Excerpted passage:
Get to Know the 94th Annual Academy Awards Co-host Regina Hall

The award-winning actress currently stars in the thriller 'Master'.

Veteran actress Regina Hall was recently announced as co-host of the 94th Annual Academy Awards alongside comedians Wanda Sykes and Amy Schumer that airs Sunday (March 27) live from the Dolby Theatre at the Hollywood & Highland Center.

Hall has had an impressive acting career starring in some of Hollywood’s biggest films, and television shows with appearances in shows like New York Undercover, Ally McBeal, and The Best Man. The actress garnered even a more extensive fan base for her role as Brenda Meeks in the Scary Movie franchise. The D.C. native has since found her way behind the camera co-producing and starring in Showtime's Black Monday. Her production company Rh Negative linked a deal with the cable network and other major movie studios to produce series for MTV and Comedy Central.

Point labeling dataset excerpts:
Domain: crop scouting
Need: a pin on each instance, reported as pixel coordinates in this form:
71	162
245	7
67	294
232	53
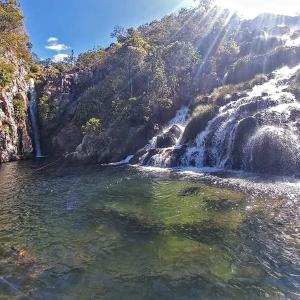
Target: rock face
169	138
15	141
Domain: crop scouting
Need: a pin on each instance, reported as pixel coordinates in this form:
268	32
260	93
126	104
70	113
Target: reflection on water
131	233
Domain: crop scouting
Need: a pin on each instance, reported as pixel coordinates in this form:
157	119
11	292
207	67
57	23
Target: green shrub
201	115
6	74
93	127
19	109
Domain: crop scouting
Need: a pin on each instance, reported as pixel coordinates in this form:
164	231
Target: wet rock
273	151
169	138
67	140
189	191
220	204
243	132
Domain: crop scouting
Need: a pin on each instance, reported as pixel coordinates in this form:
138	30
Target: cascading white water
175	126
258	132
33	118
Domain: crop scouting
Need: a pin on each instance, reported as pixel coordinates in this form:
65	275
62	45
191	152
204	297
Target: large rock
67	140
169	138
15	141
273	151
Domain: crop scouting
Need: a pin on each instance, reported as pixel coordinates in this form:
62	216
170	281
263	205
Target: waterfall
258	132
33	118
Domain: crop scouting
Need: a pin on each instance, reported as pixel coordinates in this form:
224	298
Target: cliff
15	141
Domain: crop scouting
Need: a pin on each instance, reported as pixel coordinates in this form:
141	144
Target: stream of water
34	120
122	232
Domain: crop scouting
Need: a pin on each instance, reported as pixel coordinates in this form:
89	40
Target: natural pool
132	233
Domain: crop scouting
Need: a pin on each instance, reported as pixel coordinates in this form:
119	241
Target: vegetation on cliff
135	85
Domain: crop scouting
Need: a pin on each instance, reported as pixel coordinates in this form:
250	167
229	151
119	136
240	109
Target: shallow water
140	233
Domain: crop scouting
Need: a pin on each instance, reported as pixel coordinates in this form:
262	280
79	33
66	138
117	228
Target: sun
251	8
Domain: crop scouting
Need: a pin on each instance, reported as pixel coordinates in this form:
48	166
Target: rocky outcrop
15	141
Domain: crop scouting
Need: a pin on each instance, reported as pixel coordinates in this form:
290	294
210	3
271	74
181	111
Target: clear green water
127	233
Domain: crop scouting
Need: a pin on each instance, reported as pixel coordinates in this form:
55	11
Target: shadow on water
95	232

==

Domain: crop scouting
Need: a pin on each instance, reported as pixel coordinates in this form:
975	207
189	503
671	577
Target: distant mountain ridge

---

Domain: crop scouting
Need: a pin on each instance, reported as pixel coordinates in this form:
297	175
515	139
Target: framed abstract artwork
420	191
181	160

Work instructions:
Return the passage of the article about Regina Hall from "Get to Know" up to and including "Hollywood & Highland Center.". Please rely only on the article about Regina Hall.

Task result:
Get to Know the 94th Annual Academy Awards Co-host Regina Hall

The award-winning actress currently stars in the thriller 'Master'.

Veteran actress Regina Hall was recently announced as co-host of the 94th Annual Academy Awards alongside comedians Wanda Sykes and Amy Schumer that airs Sunday (March 27) live from the Dolby Theatre at the Hollywood & Highland Center.